• [Prompt]:
Beginning with the line that holds "drop a dot on the flowering", set down each line of the data below through the very last, exactly as given, and nothing beyond that.

Records of labeled points:

§ §

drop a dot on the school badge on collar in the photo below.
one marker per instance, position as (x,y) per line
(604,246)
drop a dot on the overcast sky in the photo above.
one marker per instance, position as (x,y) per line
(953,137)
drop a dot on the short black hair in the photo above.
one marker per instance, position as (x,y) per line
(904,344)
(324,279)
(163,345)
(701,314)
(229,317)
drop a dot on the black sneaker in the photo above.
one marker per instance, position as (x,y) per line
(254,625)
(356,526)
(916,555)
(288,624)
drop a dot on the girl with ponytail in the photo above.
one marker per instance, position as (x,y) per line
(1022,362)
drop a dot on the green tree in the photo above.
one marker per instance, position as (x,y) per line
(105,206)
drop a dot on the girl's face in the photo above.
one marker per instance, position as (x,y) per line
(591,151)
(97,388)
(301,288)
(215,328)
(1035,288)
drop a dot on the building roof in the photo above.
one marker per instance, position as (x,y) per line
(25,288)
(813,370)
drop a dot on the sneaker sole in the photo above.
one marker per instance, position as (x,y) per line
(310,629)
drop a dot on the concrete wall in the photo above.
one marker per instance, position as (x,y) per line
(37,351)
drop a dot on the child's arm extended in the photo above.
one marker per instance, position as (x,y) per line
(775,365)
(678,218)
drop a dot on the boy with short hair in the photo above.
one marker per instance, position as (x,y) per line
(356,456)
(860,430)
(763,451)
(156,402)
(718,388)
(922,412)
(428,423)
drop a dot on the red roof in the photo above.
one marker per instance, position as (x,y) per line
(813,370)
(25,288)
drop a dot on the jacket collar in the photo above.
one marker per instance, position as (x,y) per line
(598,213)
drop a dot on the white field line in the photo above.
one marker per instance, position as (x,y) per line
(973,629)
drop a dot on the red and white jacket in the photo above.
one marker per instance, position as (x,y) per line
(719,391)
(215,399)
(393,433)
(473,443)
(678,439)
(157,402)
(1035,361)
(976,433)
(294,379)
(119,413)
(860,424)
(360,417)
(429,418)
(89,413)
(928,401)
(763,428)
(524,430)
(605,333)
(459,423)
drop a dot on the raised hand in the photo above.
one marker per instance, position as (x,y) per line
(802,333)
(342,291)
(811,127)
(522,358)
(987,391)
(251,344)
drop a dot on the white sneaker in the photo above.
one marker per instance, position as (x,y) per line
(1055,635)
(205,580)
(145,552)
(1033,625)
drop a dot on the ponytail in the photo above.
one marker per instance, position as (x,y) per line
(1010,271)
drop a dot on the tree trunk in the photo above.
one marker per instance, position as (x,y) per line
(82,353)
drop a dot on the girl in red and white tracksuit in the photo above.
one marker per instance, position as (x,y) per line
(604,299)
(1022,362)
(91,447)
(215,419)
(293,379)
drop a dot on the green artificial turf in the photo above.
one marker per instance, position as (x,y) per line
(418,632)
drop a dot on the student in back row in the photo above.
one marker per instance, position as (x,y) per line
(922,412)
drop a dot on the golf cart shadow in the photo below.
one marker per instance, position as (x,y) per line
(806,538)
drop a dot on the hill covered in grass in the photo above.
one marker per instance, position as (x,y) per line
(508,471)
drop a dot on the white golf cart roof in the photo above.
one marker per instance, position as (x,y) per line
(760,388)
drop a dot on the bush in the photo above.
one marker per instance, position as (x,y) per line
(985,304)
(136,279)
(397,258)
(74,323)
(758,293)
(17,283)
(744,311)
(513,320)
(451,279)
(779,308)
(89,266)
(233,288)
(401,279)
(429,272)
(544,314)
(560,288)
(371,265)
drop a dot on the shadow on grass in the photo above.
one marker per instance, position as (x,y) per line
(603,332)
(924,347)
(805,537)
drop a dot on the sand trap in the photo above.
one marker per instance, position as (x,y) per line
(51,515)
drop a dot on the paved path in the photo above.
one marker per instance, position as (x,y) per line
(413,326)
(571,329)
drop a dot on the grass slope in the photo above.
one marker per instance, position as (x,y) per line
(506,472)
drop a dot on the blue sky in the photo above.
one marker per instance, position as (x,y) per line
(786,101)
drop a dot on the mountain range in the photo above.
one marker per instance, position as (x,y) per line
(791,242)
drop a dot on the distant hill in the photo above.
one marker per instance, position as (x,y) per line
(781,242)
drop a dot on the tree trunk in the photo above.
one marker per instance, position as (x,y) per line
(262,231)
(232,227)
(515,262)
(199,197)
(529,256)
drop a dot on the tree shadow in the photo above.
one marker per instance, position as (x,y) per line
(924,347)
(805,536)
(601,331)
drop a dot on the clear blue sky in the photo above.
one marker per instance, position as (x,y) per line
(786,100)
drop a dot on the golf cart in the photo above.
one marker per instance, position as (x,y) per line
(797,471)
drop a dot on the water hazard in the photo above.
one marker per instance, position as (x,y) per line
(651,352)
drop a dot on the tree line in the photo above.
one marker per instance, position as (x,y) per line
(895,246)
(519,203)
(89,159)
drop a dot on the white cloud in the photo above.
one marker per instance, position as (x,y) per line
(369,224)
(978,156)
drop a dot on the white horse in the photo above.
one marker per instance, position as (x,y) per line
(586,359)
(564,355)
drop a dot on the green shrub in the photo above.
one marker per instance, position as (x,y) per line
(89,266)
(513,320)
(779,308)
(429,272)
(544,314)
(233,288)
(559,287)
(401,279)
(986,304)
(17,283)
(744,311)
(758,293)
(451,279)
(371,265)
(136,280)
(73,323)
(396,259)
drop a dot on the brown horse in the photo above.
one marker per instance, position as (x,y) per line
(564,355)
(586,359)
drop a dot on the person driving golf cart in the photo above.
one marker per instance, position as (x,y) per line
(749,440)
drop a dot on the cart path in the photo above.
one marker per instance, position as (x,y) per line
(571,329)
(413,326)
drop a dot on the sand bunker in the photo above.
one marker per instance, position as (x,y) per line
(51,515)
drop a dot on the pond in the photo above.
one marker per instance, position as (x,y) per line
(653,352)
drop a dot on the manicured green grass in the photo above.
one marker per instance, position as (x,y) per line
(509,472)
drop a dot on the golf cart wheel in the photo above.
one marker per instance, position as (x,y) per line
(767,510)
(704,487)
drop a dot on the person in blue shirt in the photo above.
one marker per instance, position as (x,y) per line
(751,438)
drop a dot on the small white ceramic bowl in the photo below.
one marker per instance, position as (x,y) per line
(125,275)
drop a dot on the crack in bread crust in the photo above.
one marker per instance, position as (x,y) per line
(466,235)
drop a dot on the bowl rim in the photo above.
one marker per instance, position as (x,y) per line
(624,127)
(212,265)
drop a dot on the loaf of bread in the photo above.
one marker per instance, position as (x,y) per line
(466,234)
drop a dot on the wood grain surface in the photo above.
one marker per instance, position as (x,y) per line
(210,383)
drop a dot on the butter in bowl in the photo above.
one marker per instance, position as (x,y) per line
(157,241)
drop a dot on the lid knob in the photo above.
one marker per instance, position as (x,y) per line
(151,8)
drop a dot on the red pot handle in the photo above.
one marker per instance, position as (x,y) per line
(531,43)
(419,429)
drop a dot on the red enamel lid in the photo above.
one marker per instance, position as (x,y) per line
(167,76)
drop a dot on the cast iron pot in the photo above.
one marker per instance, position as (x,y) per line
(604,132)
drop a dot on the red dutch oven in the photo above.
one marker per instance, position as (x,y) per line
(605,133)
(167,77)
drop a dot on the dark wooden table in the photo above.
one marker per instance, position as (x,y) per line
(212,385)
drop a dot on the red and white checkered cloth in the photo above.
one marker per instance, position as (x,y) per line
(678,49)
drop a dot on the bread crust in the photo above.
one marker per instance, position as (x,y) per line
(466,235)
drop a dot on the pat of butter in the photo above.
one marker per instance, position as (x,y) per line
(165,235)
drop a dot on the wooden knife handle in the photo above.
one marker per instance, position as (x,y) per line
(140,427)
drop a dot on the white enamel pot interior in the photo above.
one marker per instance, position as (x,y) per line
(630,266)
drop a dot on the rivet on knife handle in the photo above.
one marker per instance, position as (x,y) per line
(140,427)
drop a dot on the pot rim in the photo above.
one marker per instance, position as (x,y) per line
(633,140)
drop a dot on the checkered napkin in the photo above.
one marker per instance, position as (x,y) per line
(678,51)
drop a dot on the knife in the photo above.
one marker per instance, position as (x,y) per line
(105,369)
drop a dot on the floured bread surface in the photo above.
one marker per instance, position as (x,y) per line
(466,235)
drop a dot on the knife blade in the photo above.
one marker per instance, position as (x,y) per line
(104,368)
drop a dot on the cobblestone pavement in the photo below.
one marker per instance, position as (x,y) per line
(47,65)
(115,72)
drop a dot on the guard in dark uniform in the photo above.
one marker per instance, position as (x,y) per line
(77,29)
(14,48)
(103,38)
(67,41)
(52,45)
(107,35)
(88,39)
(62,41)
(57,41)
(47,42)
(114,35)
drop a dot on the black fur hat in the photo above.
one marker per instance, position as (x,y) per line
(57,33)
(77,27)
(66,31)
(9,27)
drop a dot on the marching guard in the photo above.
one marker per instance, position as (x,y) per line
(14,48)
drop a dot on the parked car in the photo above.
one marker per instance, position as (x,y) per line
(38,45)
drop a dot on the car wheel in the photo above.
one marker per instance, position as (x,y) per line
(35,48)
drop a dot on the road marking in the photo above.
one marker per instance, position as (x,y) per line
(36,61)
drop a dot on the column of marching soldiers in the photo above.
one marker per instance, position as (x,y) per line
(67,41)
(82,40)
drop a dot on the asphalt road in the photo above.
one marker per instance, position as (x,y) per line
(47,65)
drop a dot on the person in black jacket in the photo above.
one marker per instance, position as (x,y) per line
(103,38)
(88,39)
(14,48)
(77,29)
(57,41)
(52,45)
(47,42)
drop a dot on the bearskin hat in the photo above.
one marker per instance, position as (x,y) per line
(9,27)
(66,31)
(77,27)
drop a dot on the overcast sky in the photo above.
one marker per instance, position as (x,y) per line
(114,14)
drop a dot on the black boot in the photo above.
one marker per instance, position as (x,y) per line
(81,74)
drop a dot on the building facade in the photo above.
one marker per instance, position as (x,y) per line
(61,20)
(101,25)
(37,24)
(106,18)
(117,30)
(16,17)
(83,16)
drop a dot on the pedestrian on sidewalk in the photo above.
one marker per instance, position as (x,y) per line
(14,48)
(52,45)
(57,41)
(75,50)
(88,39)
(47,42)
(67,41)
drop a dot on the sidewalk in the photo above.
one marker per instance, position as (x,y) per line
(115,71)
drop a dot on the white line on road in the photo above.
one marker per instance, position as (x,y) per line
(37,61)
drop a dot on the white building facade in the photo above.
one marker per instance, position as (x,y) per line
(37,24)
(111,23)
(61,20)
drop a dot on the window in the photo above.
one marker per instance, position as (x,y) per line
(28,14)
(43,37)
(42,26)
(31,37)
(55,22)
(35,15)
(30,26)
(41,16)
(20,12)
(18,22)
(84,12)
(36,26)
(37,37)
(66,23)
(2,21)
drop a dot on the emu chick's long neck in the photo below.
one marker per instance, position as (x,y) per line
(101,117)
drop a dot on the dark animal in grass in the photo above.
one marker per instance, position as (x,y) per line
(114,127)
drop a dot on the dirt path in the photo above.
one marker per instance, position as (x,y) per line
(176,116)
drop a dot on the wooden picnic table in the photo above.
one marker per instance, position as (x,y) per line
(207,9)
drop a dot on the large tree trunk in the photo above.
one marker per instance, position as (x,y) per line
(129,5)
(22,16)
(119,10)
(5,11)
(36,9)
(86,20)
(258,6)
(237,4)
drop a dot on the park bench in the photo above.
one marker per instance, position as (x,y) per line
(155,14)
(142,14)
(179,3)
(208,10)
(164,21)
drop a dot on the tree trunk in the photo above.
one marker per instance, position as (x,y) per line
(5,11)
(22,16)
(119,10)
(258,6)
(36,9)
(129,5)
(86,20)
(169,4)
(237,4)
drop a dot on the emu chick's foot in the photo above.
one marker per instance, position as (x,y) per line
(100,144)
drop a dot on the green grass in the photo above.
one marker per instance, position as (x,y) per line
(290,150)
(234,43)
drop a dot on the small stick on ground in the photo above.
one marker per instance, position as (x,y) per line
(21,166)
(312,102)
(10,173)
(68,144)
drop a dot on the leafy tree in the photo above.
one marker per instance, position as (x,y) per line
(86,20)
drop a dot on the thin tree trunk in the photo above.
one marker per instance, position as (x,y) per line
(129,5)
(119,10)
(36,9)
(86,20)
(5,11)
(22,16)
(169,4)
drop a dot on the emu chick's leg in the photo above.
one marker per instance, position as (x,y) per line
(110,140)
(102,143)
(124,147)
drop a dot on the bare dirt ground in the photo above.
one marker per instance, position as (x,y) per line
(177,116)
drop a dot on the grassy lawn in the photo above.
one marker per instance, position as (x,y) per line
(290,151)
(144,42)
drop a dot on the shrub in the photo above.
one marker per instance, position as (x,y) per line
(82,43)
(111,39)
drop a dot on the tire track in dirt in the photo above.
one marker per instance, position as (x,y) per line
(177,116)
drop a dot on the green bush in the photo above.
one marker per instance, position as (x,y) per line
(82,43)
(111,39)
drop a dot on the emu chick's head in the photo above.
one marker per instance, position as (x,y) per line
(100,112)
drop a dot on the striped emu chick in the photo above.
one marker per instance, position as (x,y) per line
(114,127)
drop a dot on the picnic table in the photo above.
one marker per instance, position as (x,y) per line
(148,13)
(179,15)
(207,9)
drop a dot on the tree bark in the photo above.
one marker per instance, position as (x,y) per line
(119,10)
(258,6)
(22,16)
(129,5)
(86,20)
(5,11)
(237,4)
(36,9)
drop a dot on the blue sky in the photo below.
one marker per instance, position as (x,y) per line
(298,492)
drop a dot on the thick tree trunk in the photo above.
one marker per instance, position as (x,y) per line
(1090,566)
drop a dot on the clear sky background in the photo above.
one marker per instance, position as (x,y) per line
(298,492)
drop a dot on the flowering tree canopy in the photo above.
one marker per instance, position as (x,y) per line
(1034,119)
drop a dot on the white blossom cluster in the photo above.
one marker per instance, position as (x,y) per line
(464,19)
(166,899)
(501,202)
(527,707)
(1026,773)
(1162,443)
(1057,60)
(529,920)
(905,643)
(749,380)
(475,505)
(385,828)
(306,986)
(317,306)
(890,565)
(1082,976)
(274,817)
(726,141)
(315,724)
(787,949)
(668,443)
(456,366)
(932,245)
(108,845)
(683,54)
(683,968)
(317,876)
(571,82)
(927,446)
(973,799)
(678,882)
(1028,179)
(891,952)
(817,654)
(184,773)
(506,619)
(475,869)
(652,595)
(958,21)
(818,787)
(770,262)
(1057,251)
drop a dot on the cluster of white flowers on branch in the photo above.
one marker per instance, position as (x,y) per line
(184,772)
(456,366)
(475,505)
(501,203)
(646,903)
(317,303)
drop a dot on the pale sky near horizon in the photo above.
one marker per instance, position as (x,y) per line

§ §

• [Completed exercise]:
drop a dot on the flowering tree canopy in the photo above.
one marker per instance, position as (x,y) per line
(1034,119)
drop a dot on the white blossom cluster in the photo above.
one marker per instance, position as (x,y) per line
(464,19)
(166,899)
(501,202)
(527,707)
(1026,773)
(1162,443)
(1057,60)
(529,920)
(905,643)
(749,380)
(475,505)
(385,828)
(306,986)
(317,306)
(890,565)
(1082,976)
(274,817)
(726,141)
(315,724)
(787,949)
(668,443)
(456,366)
(932,245)
(108,845)
(683,54)
(683,968)
(317,876)
(571,82)
(927,446)
(973,799)
(678,882)
(1028,179)
(891,952)
(817,654)
(184,773)
(506,619)
(475,869)
(652,595)
(958,21)
(818,787)
(770,262)
(1057,251)
drop a dot on the cluster of white flowers on branch in the photo above.
one marker per instance, position as (x,y) per line
(184,772)
(456,366)
(475,505)
(501,203)
(646,903)
(317,303)
drop a dot on the pale sky near horizon in the photo above.
one marker per instance, position as (x,y) per line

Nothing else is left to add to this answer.